> **Instructions for the task**
Rewrite the rows below from their start through the line containing "[329,287,490,333]", inclusive, replacing "endpoint" with "service" and leaving everything else unchanged.

■ ■ ■ ■ ■

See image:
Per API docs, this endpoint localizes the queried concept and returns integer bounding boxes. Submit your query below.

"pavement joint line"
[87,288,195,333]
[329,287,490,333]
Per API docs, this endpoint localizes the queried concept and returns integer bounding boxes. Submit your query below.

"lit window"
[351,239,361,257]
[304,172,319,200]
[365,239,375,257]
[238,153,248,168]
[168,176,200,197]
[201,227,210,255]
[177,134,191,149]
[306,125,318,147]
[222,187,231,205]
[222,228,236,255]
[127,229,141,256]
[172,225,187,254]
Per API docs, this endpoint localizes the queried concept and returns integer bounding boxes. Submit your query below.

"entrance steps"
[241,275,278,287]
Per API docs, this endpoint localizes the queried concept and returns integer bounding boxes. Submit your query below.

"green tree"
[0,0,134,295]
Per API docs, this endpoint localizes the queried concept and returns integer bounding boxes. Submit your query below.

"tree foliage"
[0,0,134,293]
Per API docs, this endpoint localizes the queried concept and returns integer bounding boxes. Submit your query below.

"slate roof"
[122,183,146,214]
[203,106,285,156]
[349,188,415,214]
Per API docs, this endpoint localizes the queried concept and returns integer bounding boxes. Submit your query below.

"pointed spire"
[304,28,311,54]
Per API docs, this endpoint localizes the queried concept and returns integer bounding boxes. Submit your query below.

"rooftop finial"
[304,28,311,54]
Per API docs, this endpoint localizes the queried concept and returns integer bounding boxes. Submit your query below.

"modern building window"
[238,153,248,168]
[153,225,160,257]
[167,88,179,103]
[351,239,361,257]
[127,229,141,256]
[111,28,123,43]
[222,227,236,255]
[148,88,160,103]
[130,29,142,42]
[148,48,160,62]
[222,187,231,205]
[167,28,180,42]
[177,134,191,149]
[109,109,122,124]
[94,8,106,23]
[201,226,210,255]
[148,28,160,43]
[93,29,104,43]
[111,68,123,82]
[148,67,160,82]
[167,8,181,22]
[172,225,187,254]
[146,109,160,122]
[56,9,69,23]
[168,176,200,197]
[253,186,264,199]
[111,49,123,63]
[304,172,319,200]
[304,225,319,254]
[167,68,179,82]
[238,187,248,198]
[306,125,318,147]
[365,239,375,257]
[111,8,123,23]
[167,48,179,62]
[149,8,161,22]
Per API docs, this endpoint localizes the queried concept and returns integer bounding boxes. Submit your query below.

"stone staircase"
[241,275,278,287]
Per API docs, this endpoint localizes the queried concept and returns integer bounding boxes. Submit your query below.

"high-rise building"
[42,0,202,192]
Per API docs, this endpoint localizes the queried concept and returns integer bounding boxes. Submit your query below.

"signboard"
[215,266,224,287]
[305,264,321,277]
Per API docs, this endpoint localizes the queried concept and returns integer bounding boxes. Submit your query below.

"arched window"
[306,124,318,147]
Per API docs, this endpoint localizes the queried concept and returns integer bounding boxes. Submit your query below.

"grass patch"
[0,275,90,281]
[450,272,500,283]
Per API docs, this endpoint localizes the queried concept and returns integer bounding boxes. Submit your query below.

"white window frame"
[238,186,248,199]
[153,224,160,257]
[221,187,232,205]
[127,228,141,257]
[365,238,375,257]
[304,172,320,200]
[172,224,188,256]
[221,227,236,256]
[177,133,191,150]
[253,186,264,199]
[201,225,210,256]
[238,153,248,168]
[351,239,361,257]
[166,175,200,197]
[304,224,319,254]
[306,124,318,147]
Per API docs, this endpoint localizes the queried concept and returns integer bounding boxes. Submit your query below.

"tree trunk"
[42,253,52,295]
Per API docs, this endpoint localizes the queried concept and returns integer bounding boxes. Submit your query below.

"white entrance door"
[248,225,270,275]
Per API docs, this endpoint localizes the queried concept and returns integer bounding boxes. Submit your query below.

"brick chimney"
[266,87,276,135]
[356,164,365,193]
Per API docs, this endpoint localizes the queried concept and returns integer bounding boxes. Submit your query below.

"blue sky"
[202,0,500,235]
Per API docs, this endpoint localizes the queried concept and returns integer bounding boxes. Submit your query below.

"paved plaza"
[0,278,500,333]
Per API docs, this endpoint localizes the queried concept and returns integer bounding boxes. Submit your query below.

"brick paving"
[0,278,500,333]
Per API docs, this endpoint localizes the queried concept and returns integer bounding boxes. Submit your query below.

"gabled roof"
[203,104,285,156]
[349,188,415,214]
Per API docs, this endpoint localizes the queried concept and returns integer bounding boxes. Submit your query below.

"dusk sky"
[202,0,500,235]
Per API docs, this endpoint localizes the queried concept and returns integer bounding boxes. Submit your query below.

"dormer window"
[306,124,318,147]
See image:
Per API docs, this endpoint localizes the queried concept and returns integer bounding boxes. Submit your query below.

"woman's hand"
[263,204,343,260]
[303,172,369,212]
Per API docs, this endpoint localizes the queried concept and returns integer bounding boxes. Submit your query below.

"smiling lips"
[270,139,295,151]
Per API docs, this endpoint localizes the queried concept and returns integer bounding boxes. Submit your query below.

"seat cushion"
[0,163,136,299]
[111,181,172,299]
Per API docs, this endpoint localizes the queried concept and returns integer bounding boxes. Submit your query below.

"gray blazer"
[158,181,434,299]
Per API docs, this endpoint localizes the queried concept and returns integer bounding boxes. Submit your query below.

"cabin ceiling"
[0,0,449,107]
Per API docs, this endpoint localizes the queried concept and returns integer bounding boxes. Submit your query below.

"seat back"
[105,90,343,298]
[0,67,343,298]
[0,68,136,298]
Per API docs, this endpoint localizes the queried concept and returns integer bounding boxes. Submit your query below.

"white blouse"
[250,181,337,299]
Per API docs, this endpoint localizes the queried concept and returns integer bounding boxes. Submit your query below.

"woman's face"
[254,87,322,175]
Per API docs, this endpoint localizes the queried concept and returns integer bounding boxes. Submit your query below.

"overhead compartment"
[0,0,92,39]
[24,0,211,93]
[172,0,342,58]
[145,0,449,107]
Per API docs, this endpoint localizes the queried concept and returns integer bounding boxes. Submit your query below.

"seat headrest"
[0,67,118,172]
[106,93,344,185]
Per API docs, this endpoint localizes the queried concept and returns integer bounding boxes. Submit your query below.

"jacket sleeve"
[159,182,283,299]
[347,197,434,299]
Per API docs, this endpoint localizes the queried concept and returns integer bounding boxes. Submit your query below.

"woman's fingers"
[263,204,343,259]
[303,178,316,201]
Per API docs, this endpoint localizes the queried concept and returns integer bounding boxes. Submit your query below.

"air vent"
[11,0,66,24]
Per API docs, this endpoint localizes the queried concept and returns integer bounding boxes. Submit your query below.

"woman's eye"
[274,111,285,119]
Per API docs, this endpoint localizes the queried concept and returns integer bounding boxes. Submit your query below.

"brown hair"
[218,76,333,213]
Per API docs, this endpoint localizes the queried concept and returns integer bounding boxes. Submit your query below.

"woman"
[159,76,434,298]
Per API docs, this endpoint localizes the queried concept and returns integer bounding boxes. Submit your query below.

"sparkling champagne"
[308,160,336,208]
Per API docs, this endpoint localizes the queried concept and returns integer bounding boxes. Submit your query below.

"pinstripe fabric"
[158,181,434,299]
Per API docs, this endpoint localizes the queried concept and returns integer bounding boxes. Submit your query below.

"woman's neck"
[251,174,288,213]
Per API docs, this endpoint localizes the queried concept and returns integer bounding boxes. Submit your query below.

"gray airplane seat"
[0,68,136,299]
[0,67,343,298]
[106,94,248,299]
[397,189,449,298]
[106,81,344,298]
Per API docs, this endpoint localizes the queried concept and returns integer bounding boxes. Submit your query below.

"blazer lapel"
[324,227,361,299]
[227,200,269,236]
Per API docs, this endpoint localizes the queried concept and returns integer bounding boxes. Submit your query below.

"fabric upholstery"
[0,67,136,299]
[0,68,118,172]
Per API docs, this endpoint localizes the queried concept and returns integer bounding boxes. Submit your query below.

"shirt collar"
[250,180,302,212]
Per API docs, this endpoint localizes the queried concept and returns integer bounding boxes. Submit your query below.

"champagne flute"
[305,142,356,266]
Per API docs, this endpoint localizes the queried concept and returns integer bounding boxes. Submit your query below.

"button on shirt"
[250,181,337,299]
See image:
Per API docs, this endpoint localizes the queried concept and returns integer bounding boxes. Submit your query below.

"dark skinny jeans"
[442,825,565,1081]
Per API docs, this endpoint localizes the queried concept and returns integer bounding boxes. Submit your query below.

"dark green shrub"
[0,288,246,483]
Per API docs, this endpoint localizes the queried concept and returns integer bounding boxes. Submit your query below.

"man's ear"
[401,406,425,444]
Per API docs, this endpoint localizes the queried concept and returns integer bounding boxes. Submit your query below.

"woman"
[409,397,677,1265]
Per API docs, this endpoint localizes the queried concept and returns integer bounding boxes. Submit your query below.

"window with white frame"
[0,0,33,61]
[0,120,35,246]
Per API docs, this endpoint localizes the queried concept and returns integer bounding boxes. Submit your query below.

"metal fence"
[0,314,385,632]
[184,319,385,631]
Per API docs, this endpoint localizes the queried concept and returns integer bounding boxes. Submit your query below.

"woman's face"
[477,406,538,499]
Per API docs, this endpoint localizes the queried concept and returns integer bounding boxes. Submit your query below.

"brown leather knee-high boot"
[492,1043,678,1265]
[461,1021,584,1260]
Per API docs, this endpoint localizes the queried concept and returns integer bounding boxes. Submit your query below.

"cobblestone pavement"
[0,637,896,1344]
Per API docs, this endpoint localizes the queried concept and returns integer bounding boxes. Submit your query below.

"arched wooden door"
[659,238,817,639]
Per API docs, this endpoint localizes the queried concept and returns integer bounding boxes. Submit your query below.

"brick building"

■ ■ ■ ■ ■

> **Written reply**
See image:
Per API docs, this service localizes the queried concept and returns integer bounding boxes. Submit your query below.

"pavement joint line"
[87,288,195,333]
[329,287,490,333]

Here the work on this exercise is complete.